任务说明
A – 在关于pg_control文件的正文中,将该文件改名后启动Postgres,提示信息说本应在哪个目录中找到数据库系统?
B – 请从关于pg_control文件的正文最后一句之后接着往下续写。

正文

::::::

初步认识pg_control文件之一

这个据说是PostgreSQL的control file。

到底如何呢,先看看改名后如何,把pg_control文件改名,然后启动 Postgres,运行时得到信息:

[postgres@pg101 bin]$ postgres: could not find the database system
Expected to find it in the directory "/usr/local/pgsql/bin/../data",
but could not open file "/usr/local/pgsql/bin/../data/global/pg_control": No Such file or Directory

对应的源代码,在postmater.c的 checkDataDir方法中:

        snprintf(path, sizeof(path), "%s/global/pg_control", DataDir);

        fp = AllocateFile(path, PG_BINARY_R);
        if (fp == NULL)
        {
                write_stderr("%s: could not find the database system
"
                                         "Expected to find it in the directory "%s",
"
                                         "but could not open file "%s": %s
",
                                         progname, DataDir, path, strerror(errno));
                ExitPostmaster(2);
        }
        FreeFile(fp);

将 pg_control文件改回原来的名字后,重新启动PostgreSQL数据库,没有问题。

::::::

所给数据
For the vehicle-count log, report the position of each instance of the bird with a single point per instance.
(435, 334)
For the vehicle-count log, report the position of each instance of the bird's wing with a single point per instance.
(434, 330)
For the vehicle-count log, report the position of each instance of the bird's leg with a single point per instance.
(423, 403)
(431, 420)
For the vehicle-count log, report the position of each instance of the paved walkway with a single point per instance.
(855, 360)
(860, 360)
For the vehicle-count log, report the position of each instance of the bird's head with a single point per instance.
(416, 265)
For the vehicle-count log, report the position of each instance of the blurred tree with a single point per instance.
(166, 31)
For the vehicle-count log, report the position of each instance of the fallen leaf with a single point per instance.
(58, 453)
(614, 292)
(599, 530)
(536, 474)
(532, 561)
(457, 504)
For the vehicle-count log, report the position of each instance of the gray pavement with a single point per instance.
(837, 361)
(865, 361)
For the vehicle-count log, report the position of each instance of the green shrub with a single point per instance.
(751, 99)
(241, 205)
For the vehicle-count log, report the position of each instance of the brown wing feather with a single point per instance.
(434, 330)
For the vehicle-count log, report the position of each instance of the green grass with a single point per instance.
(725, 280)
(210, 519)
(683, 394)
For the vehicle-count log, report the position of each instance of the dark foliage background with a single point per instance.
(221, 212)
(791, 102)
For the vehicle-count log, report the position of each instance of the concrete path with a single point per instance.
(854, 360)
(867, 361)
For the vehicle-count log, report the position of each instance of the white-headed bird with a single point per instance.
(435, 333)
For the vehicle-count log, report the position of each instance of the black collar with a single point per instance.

::::::

依次答案
A – 在目录"/usr/local/pgsql/bin/../data"中。

B –
而在main.c中,有如下代码:

从注释中可以看到,数据库中初始化后,会有LC_CTYPE/LC_COLLATE等信息已经写入到pg_control文件中。

        /*
         * Set up locale information from environment.  Note that LC_CTYPE and
         * LC_COLLATE will be overridden later from pg_control if we are in an
         * already-initialized database.  We set them here so that they will be
         * available to fill pg_control during initdb.  LC_MESSAGES will get set
         * later during GUC option processing, but we set it here to allow startup
         * error messages to be localized.
         */

        set_pglocale_pgservice(argv[0], PG_TEXTDOMAIN("postgres"));

在 src/backend/access/transam/xlog.c 中,有如下代码:

/*
 * We maintain an image of pg_control in shared memory.
 */
static ControlFileData *ControlFile = NULL;

可见,与pg_control文件相对应,在内存中保留着一个内存结构。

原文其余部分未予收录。